WORK INSTRUCTION: All lines after the one containing "For every instance of the roof", together with that line itself, should be written out exactly, down to the last line of the entries below.

SUPPLIED RECORDS:

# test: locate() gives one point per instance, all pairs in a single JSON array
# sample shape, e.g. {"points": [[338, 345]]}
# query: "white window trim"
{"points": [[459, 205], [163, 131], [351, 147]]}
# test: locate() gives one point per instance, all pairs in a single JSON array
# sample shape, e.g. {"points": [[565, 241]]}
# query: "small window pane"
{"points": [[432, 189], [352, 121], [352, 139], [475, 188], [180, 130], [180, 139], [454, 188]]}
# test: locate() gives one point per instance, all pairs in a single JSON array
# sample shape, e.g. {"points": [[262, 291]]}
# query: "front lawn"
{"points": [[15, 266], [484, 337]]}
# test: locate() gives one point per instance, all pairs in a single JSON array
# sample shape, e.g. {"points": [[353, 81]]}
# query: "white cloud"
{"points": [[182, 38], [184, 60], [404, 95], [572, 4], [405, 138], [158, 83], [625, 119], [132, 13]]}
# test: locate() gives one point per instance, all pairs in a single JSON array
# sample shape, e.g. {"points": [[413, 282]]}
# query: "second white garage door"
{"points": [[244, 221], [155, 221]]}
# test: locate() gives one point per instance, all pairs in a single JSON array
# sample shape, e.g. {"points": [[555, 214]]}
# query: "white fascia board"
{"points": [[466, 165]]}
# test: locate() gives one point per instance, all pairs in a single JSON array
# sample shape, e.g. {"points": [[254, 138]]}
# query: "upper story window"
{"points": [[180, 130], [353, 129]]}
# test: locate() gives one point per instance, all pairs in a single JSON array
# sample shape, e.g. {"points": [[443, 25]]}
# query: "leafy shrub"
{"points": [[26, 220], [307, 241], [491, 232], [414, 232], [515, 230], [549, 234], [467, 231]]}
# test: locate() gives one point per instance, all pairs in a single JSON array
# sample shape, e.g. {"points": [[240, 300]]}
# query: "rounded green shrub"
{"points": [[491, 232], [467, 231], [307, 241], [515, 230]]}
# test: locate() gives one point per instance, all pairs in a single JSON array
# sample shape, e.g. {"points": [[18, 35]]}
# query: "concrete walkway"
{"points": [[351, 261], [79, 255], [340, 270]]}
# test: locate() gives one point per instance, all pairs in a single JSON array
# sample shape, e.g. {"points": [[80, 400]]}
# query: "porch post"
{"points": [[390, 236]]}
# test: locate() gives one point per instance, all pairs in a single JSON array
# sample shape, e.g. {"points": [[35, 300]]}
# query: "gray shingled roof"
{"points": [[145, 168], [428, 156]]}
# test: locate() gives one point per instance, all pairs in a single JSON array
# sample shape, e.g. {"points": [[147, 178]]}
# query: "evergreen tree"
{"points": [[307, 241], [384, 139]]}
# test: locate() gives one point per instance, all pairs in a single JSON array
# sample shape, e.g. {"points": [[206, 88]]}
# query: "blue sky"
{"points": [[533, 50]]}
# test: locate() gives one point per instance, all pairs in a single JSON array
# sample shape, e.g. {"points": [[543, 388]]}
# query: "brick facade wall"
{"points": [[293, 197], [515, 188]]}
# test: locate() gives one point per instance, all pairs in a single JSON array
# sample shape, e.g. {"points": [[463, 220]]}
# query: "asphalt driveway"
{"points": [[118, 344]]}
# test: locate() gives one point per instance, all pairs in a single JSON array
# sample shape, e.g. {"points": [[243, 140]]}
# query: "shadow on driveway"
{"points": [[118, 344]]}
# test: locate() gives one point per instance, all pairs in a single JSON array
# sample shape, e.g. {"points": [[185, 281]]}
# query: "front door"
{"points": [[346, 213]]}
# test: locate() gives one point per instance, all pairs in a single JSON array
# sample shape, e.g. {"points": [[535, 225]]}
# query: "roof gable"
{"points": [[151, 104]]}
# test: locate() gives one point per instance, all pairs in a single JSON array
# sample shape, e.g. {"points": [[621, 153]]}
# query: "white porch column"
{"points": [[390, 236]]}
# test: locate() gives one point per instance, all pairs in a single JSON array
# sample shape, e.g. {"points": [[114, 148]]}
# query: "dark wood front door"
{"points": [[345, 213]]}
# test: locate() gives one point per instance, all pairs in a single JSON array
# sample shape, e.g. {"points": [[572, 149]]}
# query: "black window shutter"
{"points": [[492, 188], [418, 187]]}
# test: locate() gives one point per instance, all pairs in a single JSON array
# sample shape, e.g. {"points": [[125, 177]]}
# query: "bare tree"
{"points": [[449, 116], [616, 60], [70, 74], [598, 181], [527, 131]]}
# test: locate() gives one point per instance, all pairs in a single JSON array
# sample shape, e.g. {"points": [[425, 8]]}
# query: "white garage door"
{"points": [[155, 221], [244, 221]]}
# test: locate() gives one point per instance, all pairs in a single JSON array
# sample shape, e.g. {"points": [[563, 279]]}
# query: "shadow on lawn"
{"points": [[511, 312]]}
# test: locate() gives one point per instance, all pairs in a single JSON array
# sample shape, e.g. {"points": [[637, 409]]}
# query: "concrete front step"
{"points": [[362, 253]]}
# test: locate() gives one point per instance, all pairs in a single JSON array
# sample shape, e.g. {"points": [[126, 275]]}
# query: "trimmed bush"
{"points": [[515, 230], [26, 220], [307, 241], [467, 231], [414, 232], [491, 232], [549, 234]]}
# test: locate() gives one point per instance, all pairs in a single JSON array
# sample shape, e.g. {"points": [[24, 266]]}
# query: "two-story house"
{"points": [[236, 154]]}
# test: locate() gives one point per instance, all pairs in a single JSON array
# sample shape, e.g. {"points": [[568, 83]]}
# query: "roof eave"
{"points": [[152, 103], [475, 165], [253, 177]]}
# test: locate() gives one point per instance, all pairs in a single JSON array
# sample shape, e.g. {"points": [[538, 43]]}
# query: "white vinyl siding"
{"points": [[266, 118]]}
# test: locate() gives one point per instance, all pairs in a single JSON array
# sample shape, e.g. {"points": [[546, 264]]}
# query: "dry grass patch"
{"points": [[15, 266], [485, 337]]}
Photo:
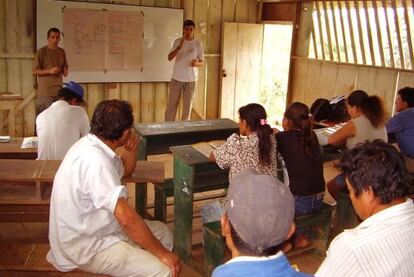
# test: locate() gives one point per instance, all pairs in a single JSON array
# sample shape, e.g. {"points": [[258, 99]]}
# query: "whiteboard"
{"points": [[161, 27]]}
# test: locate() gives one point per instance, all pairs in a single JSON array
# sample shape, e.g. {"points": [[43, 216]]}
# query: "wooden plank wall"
{"points": [[314, 79], [17, 36]]}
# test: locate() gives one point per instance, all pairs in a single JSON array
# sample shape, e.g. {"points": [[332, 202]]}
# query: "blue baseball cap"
{"points": [[75, 87]]}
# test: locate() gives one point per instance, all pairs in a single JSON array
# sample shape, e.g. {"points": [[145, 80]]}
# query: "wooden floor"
{"points": [[16, 252]]}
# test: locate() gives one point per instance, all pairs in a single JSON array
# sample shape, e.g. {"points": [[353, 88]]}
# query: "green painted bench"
{"points": [[317, 226], [165, 190]]}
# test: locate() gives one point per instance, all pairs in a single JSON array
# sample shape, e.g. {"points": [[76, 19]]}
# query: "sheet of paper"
{"points": [[30, 142], [5, 138]]}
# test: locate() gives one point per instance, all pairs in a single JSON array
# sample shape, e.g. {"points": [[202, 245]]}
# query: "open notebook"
{"points": [[30, 142], [206, 148]]}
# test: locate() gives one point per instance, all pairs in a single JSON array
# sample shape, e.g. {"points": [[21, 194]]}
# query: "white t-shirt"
{"points": [[85, 191], [58, 128], [382, 245], [364, 131], [191, 49]]}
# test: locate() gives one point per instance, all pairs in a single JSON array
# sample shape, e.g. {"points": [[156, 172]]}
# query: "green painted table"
{"points": [[157, 138], [193, 172]]}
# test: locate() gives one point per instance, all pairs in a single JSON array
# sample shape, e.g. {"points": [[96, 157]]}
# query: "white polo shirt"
{"points": [[191, 49], [85, 191], [58, 128], [382, 245]]}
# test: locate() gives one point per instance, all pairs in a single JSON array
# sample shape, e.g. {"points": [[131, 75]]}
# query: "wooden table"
{"points": [[193, 172], [157, 138], [9, 102], [13, 150], [38, 175]]}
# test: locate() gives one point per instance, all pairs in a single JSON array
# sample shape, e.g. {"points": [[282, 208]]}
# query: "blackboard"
{"points": [[161, 26]]}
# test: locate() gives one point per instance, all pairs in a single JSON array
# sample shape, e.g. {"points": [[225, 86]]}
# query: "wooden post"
{"points": [[183, 211], [397, 30], [361, 35]]}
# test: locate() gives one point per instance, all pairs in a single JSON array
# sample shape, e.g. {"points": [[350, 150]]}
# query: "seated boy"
{"points": [[62, 124], [259, 218], [383, 244]]}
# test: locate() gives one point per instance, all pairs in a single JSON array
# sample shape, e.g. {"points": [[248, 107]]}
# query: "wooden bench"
{"points": [[316, 224], [30, 260]]}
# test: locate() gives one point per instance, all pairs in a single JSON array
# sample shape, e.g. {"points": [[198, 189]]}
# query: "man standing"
{"points": [[62, 124], [402, 125], [91, 225], [383, 244], [49, 66], [258, 219], [188, 53]]}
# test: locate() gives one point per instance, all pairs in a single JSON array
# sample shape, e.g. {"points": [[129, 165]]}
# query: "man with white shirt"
{"points": [[91, 225], [258, 219], [188, 53], [62, 124], [383, 244]]}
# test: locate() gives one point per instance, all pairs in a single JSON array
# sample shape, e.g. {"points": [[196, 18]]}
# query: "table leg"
{"points": [[183, 209]]}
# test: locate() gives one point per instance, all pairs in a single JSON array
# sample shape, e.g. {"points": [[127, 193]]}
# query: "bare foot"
{"points": [[287, 246]]}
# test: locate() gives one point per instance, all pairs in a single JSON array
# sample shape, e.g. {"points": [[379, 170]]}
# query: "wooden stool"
{"points": [[345, 216], [214, 244]]}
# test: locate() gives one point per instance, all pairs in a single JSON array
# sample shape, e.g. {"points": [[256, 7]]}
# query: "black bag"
{"points": [[321, 109], [334, 110]]}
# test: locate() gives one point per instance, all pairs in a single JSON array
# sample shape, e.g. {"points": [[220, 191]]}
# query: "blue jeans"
{"points": [[307, 204]]}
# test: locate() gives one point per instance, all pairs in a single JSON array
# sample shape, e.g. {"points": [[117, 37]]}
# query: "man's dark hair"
{"points": [[67, 95], [111, 118], [189, 22], [244, 248], [53, 30], [407, 95], [380, 166]]}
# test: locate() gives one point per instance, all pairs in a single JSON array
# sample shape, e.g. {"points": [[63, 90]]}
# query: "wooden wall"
{"points": [[17, 40], [312, 79]]}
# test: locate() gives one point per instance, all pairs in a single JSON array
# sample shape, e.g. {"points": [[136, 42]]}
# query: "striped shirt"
{"points": [[382, 245]]}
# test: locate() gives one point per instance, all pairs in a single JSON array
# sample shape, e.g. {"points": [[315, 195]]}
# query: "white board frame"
{"points": [[157, 68]]}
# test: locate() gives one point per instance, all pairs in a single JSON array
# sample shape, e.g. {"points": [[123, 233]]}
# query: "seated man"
{"points": [[383, 244], [91, 226], [62, 124], [259, 218], [402, 125]]}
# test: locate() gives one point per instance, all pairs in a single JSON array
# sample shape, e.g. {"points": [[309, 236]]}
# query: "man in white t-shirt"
{"points": [[91, 225], [62, 124], [188, 53]]}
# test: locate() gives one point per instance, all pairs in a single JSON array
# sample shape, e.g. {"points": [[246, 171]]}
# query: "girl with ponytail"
{"points": [[300, 151], [367, 124], [255, 148]]}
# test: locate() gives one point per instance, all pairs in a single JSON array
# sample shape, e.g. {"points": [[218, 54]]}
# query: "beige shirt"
{"points": [[382, 245], [364, 131], [85, 191], [47, 58], [58, 128]]}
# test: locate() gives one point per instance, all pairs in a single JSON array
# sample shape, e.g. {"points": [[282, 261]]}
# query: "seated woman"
{"points": [[367, 124], [300, 150], [254, 148]]}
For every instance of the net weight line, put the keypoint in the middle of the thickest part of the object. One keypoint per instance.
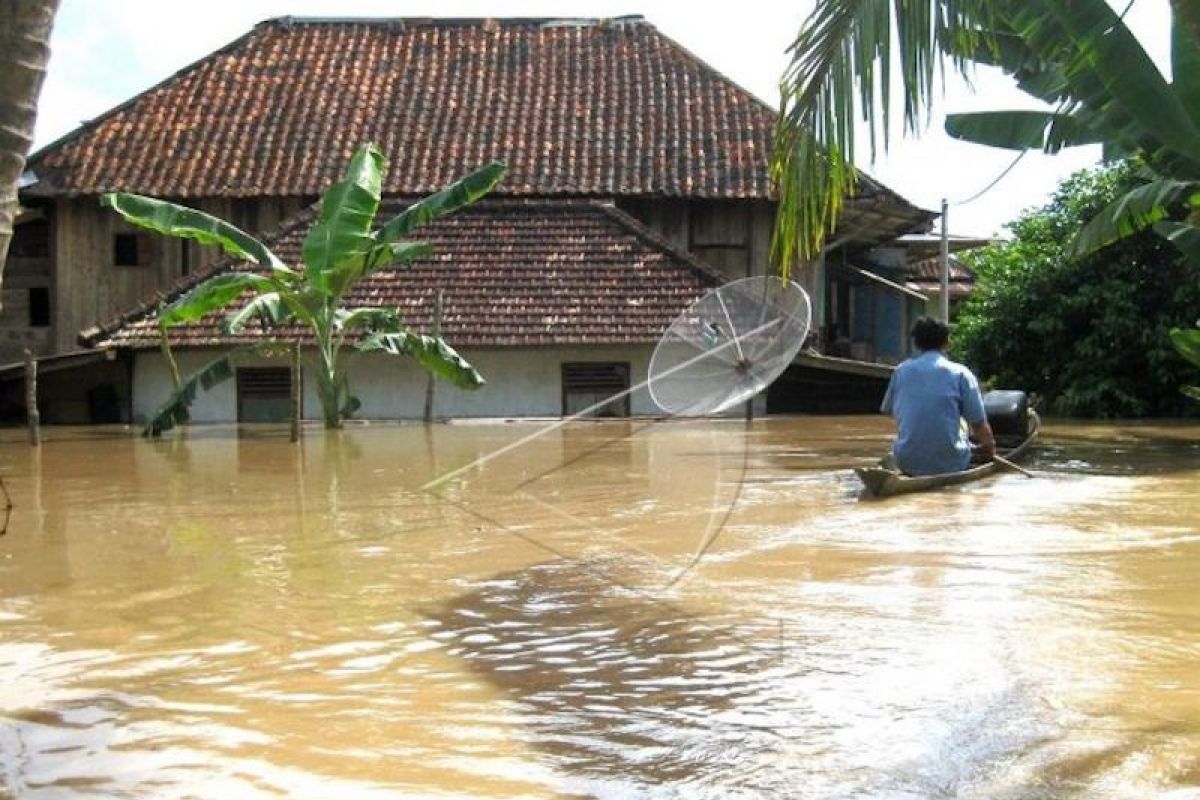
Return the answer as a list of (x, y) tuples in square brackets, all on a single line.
[(553, 426)]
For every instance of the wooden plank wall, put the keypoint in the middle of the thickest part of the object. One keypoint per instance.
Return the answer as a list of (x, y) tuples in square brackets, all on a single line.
[(90, 288)]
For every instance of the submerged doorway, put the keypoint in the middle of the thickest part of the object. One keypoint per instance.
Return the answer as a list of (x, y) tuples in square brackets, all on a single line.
[(264, 394)]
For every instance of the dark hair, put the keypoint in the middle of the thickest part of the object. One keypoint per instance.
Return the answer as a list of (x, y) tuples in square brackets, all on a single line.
[(929, 334)]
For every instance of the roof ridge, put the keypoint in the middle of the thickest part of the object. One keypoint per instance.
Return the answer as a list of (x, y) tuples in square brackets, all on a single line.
[(102, 334), (85, 127), (642, 232), (183, 284), (450, 22)]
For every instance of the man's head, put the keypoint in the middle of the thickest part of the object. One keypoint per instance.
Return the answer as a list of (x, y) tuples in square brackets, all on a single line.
[(929, 334)]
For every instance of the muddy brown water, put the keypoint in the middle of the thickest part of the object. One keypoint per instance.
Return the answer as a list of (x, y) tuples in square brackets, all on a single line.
[(611, 611)]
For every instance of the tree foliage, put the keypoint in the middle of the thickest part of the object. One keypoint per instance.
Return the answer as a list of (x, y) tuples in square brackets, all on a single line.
[(342, 248), (1090, 335)]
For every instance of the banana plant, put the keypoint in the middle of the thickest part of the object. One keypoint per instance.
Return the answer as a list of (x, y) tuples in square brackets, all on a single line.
[(342, 248), (1079, 58)]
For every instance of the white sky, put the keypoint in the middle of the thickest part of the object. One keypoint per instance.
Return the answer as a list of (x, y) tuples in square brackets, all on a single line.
[(107, 50)]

RESULT:
For every instance of the roof ridge, put the keypoint in the middle of the thickest part of the object. One keypoint per instance.
Return the answer as a list of (x, y) tuples in square brackets, all on a single line.
[(102, 334), (85, 127), (642, 232), (183, 284), (450, 22)]
For every instance of the man's head, put the keypoint in the middle of the thickest part of the object. One keypoint per instance.
Return the answer as a list of (x, y) tuples in square brackets, all on a single line.
[(929, 334)]
For every instance of the muddy brown water, put the keypoint in the middle of the thickest part of the object. One keypoint per instance.
Return the answer as a list of (x, y) tuples in square brackets, all on a single line.
[(611, 611)]
For every instance of the tree foliage, put the keypoint in the middle of the thickest part of the object. One keypoint per instance.
Return the answer as a list of (x, y) tuples in square brackets, all on a single line.
[(342, 248), (1090, 335)]
For every instance of the banana plant, put the keypoint in the middle of the thickest part of the object. One keypoint per instance.
Return the answer as a list of (x, y) tuples in square brackets, all on a single line.
[(342, 248), (1079, 58)]
For every instance of the white sky, put the keypoint in the middle of the thickest part of the object. One keypoint per instance.
Return the answer as a list of (x, y) tuples in square brackets, all on a single line.
[(107, 50)]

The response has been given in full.